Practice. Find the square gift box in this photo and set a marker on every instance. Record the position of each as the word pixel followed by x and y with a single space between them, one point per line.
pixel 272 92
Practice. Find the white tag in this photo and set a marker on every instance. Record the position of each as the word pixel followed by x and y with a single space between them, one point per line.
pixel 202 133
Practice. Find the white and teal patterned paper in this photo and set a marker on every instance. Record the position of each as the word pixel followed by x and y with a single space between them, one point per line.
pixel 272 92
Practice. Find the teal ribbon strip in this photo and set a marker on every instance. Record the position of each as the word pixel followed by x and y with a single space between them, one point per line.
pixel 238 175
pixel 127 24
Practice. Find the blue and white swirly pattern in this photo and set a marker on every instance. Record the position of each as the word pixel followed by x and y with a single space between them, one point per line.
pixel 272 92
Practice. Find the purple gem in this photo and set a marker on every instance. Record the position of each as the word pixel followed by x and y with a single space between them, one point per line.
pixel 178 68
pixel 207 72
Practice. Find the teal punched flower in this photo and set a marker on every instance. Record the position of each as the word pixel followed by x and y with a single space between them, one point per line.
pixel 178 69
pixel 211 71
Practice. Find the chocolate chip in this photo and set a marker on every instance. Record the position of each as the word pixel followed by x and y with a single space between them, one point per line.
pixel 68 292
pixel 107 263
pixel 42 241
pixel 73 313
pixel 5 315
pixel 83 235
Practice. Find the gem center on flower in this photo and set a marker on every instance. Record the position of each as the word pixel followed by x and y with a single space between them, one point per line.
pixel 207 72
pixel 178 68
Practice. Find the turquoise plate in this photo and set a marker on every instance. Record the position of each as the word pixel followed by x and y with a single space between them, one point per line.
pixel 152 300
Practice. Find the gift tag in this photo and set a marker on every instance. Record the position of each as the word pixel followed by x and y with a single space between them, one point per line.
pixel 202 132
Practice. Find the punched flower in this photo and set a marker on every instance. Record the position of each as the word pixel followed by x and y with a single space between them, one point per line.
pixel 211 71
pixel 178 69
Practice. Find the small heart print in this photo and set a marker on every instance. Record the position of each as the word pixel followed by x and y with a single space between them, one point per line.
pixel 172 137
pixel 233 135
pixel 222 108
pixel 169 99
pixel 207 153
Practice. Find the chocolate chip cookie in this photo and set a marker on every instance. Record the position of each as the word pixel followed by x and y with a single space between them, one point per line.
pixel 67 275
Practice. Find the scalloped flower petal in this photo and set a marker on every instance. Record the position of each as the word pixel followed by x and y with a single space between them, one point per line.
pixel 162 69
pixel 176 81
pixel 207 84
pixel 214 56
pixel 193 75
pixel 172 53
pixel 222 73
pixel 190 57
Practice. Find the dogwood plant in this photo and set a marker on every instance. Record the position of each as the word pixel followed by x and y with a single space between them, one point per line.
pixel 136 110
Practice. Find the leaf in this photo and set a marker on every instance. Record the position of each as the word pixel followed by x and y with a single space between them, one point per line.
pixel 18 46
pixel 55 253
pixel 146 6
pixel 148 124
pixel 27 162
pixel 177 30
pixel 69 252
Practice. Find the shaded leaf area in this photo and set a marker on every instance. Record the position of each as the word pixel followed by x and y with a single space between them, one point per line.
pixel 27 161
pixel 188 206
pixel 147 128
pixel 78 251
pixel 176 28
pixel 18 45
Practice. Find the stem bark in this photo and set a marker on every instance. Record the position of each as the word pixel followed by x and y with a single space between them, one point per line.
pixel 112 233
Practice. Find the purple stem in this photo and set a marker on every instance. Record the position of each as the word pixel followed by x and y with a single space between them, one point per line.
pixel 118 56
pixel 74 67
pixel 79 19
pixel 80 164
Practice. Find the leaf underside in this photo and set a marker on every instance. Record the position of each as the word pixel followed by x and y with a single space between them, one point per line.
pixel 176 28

★ ★ ★ ★ ★ ★ ★

**THE REQUEST:**
Please copy out all of the data above, word for word and line for line.

**PROBLEM SOLUTION:**
Practice. Find the square gift box in this photo and set a marker on every instance. Record the position of each as the word pixel followed by x and y with a single space between them, one point per line.
pixel 272 92
Practice. Find the white tag in this photo and set a marker on every instance. Record the position of each as the word pixel followed by x and y with a single space between them, one point per line.
pixel 202 133
Practice. Find the white and teal patterned paper in this photo and set a marker on every instance. Record the position of each as the word pixel followed by x and y with a single space between them, one point per line.
pixel 272 92
Practice. Find the teal ribbon strip in this photo and set a marker on every instance. Record the position of each as the word pixel followed by x and y with a single space between them, one point per line.
pixel 238 175
pixel 127 24
Practice. Find the blue and white swirly pattern in this photo and set a marker on every instance. Record the position of each as the word pixel followed by x and y with a single space between them, one point per line.
pixel 272 92
Practice. Find the purple gem in this photo and set a marker on every instance. Record the position of each as the word pixel followed by x and y with a single space between them, one point per line.
pixel 178 68
pixel 207 72
Practice. Find the teal punched flower in this photo and set a marker on every instance. Record the position of each as the word pixel followed by x and y with a single space between them, one point per line.
pixel 178 69
pixel 211 71
Practice. Find the chocolate chip in this photo and set a marker on every instance. Record the position of each as the word pixel followed by x and y with a single space between them, one point per line.
pixel 68 292
pixel 107 263
pixel 42 241
pixel 73 313
pixel 5 315
pixel 83 235
Practice. Find the gem center on flower in this photo and set a marker on every instance. Record the position of each as the word pixel followed by x and y with a single space between them, one point per line.
pixel 207 72
pixel 178 68
Practice. Find the turquoise plate in this photo and set a marker on every instance. Record the position of each as the word pixel followed by x and y with a single space between them, one point per line.
pixel 152 300
Practice. Find the gift tag in this photo and set a marker on every instance. Record the position of each as the word pixel followed by x and y with a single space between them, one point per line.
pixel 202 132
Practice. Find the punched flower in this photo and set a marker on every instance. Record the position of each as the word pixel followed by x and y with a single space between them, one point per line.
pixel 211 71
pixel 178 69
Practice. Find the small heart print in this photo and set a marker on every instance. Record the position of each as the word pixel followed by x and y with a single space between them, one point per line.
pixel 172 137
pixel 233 135
pixel 222 108
pixel 169 99
pixel 207 153
Practice. Find the chocolate chip cookie in this photo and set a marker on every instance. Record the position of each as the word pixel followed by x and y with a single space between them, one point per line.
pixel 67 275
Practice. Find the scalloped flower petal in this photo and set a marker on every instance. Record the position of each as the word pixel followed by x and y with a single space between them, one point per line.
pixel 162 69
pixel 176 81
pixel 207 84
pixel 214 56
pixel 193 75
pixel 172 53
pixel 222 73
pixel 190 57
Practice. Find the dogwood plant in this photo and set a marker on every instance. Record the position of each as the word pixel followed by x and y with a single space between them, one point per line.
pixel 136 110
Practice. Find the leaf in this photo and set a marker on every instance. Record the position of each as the word pixel followed by x and y with a single space between them, one point per line.
pixel 18 46
pixel 55 253
pixel 146 6
pixel 148 124
pixel 27 162
pixel 177 30
pixel 69 252
Practice. Find the shaded leaf area in this photo and set a marker on every instance. Record the position of each as the word pixel followed by x and y with a single space between them, one point per line.
pixel 27 161
pixel 188 206
pixel 147 128
pixel 78 251
pixel 176 28
pixel 18 45
Practice. Find the stem bark in this photo and set a marker on every instance. Record the position of each as the word pixel followed by x and y with a single space between them, one point per line.
pixel 112 233
Practice. Find the purple stem in this photo and set a marker on every instance. Record the position of each as the word pixel followed by x and y with a single space between them, one point per line.
pixel 118 56
pixel 74 67
pixel 79 19
pixel 80 164
Practice. Find the leaf underside in this photo and set a marker on every instance. Record the position of each as the word pixel followed by x and y with a single space between them, one point per line.
pixel 176 28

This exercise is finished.